EXERCISE GOAL: Write out the records from the line containing "the statue knee" through the line containing "[(47, 166), (128, 182), (253, 194), (322, 194)]", both included, with every character unchanged.

A sequence of records:
....................

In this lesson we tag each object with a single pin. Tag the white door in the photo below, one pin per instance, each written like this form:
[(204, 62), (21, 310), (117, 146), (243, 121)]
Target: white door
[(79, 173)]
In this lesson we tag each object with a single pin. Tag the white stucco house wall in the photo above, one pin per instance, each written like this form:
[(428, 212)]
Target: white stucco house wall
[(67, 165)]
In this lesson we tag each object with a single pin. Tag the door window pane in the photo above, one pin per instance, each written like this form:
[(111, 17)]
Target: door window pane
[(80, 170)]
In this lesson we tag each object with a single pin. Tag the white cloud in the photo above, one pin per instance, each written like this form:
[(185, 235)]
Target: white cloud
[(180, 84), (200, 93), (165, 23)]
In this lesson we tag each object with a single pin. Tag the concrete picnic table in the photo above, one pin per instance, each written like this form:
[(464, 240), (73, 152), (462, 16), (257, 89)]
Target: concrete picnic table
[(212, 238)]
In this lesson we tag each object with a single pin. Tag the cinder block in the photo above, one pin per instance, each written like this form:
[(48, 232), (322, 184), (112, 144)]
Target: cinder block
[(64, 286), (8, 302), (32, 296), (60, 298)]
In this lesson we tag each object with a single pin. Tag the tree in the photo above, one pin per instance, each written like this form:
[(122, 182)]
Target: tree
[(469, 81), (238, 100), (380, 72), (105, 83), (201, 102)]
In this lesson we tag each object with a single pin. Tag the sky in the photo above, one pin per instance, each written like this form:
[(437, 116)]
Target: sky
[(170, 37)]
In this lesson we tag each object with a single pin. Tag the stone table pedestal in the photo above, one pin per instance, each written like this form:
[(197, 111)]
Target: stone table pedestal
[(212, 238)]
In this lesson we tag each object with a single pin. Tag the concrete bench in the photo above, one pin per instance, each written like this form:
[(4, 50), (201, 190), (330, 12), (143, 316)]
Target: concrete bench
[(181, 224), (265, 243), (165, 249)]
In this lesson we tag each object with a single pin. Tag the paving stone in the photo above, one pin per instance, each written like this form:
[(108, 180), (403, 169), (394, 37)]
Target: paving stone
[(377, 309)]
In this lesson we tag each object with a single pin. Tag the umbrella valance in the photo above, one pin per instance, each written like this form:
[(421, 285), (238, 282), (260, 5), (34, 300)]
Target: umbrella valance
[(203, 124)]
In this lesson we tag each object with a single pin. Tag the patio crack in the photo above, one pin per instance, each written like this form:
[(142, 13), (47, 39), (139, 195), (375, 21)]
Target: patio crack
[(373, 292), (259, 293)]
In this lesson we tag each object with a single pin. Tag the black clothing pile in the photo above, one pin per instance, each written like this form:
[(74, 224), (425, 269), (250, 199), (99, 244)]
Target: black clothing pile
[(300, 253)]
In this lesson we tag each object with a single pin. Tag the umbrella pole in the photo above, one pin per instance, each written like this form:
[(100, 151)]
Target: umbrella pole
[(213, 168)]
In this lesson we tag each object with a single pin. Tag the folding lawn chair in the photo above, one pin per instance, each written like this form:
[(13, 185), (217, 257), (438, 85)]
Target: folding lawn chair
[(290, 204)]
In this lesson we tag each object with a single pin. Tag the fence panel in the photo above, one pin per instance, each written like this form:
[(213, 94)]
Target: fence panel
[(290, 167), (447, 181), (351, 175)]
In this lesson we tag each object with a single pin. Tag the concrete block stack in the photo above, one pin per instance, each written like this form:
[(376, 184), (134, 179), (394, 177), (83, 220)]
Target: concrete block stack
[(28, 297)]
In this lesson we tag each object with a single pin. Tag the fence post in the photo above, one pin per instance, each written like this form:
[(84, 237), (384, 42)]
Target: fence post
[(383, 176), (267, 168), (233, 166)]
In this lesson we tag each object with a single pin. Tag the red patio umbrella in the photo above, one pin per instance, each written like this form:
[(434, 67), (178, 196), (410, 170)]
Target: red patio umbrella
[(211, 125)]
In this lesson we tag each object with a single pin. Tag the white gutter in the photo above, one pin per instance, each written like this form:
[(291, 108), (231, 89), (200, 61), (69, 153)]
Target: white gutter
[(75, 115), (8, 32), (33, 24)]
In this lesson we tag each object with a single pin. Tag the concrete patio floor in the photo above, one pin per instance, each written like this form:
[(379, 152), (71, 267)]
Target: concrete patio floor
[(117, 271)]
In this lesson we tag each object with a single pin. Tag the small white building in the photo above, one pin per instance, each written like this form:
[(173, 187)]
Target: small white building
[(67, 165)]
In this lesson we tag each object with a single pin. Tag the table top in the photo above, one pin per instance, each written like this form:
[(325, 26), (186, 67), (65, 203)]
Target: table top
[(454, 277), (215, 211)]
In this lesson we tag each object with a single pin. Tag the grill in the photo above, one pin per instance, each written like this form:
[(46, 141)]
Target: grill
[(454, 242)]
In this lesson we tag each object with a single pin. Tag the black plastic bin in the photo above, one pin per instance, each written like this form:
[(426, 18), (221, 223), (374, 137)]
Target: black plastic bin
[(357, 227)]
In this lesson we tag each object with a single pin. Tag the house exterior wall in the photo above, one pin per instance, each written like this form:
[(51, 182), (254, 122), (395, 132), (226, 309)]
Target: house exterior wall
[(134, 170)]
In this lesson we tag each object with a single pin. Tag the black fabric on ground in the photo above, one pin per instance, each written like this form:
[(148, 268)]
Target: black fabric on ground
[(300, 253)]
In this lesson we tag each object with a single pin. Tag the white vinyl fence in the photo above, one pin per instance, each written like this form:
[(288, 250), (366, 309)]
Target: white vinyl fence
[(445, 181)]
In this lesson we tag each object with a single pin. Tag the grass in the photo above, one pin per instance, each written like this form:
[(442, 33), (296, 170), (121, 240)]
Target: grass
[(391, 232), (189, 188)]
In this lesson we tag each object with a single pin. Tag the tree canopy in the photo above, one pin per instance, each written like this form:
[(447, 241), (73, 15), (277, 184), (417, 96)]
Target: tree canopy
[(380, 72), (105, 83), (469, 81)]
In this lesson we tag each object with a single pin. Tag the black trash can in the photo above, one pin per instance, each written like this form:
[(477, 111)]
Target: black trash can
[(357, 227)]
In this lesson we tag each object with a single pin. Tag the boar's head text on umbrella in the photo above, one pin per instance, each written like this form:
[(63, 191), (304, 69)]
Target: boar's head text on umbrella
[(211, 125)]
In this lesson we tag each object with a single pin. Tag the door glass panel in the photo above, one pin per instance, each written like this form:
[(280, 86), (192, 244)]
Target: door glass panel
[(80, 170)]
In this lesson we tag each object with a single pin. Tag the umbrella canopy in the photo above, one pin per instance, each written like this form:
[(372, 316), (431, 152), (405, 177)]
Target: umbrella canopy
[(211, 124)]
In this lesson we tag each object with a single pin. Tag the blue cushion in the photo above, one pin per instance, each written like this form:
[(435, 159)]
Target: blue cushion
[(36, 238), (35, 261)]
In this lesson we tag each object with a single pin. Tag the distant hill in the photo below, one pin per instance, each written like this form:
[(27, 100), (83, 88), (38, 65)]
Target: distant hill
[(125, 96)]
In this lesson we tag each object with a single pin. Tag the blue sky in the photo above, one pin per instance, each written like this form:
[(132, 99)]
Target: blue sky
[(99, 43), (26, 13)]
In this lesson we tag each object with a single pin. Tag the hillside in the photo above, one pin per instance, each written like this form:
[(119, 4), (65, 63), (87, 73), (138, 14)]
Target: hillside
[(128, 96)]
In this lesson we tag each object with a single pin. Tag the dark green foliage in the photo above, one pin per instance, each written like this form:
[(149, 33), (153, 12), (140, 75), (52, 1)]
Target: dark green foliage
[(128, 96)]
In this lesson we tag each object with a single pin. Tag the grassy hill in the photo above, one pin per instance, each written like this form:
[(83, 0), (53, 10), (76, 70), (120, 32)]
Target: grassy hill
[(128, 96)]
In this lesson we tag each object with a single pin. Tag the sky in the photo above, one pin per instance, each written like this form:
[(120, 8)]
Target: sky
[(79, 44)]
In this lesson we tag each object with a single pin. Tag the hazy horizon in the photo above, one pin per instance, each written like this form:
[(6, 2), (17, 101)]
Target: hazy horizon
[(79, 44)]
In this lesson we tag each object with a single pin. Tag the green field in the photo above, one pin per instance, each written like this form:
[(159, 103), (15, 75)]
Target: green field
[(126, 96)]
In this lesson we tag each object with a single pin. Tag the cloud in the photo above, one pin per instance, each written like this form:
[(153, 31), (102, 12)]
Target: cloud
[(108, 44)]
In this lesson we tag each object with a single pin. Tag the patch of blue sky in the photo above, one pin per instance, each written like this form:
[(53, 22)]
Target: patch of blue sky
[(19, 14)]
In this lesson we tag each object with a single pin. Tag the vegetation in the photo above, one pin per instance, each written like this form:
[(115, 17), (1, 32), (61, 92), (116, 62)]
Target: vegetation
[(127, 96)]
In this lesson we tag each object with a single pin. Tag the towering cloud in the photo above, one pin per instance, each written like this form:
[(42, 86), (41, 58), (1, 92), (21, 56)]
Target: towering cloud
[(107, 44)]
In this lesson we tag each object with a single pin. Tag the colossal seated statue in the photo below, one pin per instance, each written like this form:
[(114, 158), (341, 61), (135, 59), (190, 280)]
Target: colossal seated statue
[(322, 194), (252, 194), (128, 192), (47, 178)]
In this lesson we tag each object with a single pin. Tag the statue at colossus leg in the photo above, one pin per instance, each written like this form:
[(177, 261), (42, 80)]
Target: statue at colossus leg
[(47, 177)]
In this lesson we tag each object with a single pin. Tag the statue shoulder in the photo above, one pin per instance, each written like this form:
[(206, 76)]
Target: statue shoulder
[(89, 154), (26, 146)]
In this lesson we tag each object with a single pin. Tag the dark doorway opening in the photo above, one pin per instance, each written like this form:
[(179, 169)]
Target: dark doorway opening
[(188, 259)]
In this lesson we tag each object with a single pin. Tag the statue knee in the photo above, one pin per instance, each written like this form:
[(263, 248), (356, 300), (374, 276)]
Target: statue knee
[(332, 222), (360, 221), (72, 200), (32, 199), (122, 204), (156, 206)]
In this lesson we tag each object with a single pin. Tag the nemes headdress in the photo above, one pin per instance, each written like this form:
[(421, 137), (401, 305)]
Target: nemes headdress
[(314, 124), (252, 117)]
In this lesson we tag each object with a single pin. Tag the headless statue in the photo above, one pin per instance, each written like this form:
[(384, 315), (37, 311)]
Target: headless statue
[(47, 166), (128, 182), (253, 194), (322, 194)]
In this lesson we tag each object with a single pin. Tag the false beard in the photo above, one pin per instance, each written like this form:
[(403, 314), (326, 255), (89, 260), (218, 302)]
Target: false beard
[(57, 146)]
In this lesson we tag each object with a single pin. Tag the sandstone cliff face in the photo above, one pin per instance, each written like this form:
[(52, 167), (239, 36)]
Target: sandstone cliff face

....................

SOLUTION TO THIS PROBLEM:
In this lesson we tag each object with a single pin. Tag the statue knee in the photo above, one pin per instance, each written like this form:
[(263, 248), (356, 300), (374, 276)]
Target: statue knee
[(332, 222), (360, 221), (72, 200), (32, 199), (122, 204), (156, 206)]
In this lesson we tag each object with a single pin. Tag the nemes headdress in the photo above, one pin per instance, each written like this form:
[(421, 137), (401, 305)]
Target: nemes headdress
[(314, 124), (252, 117)]
In this lesson we tag each object with a single pin. Tag the headless statue in the photo above, one pin per instance, each written like this form:
[(384, 315), (37, 311)]
Target: headless statue
[(47, 166), (128, 182), (253, 194), (322, 194)]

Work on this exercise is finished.